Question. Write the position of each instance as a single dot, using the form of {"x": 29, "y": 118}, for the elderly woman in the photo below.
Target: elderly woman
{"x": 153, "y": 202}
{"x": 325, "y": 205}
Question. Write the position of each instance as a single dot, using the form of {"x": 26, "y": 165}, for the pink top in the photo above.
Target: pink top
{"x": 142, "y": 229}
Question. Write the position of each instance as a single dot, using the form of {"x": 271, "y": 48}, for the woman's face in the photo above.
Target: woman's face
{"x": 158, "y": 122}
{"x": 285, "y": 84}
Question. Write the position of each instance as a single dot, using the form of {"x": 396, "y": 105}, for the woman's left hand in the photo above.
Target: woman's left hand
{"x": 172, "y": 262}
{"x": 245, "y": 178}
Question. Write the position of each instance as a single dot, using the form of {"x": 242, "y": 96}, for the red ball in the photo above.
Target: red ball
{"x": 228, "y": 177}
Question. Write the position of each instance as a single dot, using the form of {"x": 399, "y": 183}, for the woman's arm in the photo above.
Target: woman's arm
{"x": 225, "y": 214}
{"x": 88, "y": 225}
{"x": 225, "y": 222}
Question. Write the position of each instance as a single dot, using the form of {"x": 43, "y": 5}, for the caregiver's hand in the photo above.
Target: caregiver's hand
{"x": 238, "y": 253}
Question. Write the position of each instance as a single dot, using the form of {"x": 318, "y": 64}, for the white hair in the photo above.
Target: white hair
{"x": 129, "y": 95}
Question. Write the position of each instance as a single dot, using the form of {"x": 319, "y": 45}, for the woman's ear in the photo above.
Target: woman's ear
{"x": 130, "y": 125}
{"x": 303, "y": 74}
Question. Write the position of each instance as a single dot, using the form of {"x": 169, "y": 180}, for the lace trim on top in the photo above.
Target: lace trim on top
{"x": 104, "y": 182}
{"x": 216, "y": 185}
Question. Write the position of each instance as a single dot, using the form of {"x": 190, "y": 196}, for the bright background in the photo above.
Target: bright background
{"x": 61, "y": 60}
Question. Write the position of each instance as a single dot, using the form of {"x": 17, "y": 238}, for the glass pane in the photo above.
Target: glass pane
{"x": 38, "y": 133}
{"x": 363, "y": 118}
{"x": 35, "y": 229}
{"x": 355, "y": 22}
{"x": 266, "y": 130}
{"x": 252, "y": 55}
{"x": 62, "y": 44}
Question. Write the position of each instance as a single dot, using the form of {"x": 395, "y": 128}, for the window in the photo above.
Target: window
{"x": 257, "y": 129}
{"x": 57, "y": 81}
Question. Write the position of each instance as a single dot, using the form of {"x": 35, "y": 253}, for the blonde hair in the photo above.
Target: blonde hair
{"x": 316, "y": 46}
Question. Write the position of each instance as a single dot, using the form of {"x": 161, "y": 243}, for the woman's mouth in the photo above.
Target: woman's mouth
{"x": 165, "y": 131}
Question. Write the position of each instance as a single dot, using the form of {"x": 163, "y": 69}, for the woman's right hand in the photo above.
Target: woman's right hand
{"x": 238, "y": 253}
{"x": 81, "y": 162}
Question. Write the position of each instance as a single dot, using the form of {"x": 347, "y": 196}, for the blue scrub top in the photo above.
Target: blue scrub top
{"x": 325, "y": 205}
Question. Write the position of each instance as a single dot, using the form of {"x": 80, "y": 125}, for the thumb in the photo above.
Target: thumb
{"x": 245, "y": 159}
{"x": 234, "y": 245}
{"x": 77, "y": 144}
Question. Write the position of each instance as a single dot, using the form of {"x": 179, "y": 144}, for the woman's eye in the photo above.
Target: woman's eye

=-=-=-=-=

▸ Assignment: The records above should be copied out again in full, exactly as they appear.

▸ Answer section:
Question. Write the position of each instance as a single dot, using the form of {"x": 29, "y": 118}, for the elderly woman in the photo below.
Target: elderly woman
{"x": 153, "y": 202}
{"x": 325, "y": 205}
Question. Write the position of each instance as a single dot, using the form of {"x": 26, "y": 165}, for the pink top in the photo above.
Target: pink top
{"x": 142, "y": 229}
Question. Write the position of each instance as a single dot, using the form of {"x": 271, "y": 48}, for the woman's face in the photo above.
Target: woman's face
{"x": 158, "y": 122}
{"x": 285, "y": 84}
Question. Write the position of each instance as a single dot, using the form of {"x": 396, "y": 105}, for the woman's left hand in the photo above.
Target: woman's left hand
{"x": 172, "y": 262}
{"x": 245, "y": 178}
Question. Write the position of each instance as a single dot, using the form of {"x": 242, "y": 96}, for the red ball in the photo above.
Target: red ball
{"x": 228, "y": 177}
Question. Write the position of each instance as a single dot, using the form of {"x": 399, "y": 183}, for the woman's arm in the photo above.
Target: woman's arm
{"x": 225, "y": 214}
{"x": 88, "y": 225}
{"x": 225, "y": 222}
Question. Write the position of each instance as a single dot, using the form of {"x": 43, "y": 5}, for the caregiver's hand in the photo above.
Target: caregiver's hand
{"x": 238, "y": 253}
Question. Write the position of each instance as a single dot, using the form of {"x": 318, "y": 64}, for the white hair in the photo above.
Target: white hair
{"x": 129, "y": 95}
Question. Write the position of each instance as a single dot, using the form of {"x": 319, "y": 45}, for the woman's ear in the photo above.
Target: woman's ear
{"x": 130, "y": 125}
{"x": 303, "y": 74}
Question. Write the position of each instance as a single dot, using the form of {"x": 169, "y": 180}, for the lace trim on top in the photo above.
Target: lace trim on top
{"x": 104, "y": 182}
{"x": 216, "y": 185}
Question. Write the position of each instance as a single dot, using the form of {"x": 190, "y": 196}, for the bright background in the photo above.
Target: bright background
{"x": 61, "y": 60}
Question. Write the position of each instance as a single dot, using the form of {"x": 17, "y": 238}, for the glass pane in the photo above.
Target: glass pane
{"x": 38, "y": 133}
{"x": 363, "y": 118}
{"x": 35, "y": 229}
{"x": 355, "y": 22}
{"x": 266, "y": 130}
{"x": 252, "y": 55}
{"x": 62, "y": 44}
Question. Write the position of each instance as a single dot, using the form of {"x": 395, "y": 128}, for the window in the photo above.
Target: window
{"x": 257, "y": 129}
{"x": 57, "y": 81}
Question. Write the position of each instance as a single dot, using the form of {"x": 35, "y": 253}, for the blonde hair in the photo above.
Target: blonde hair
{"x": 316, "y": 46}
Question. Write the position of each instance as a single dot, using the form of {"x": 161, "y": 243}, for the woman's mouth in the photo above.
Target: woman's mouth
{"x": 165, "y": 131}
Question. Write the position of each instance as a single dot, using the form of {"x": 163, "y": 69}, for the woman's right hand in the photo above.
Target: woman's right hand
{"x": 238, "y": 253}
{"x": 81, "y": 162}
Question. Write the position of each instance as a single dot, using the form of {"x": 347, "y": 196}, for the blue scrub top in the photo above.
Target: blue scrub top
{"x": 325, "y": 205}
Question. Write the position of each instance as a single dot, using the form of {"x": 80, "y": 125}, for the thumb in the photo above.
Target: thumb
{"x": 245, "y": 159}
{"x": 234, "y": 245}
{"x": 77, "y": 144}
Question. Write the position of each instance as a single dot, using the form of {"x": 179, "y": 144}, for the woman's eye in the photo above.
Target: woman's eye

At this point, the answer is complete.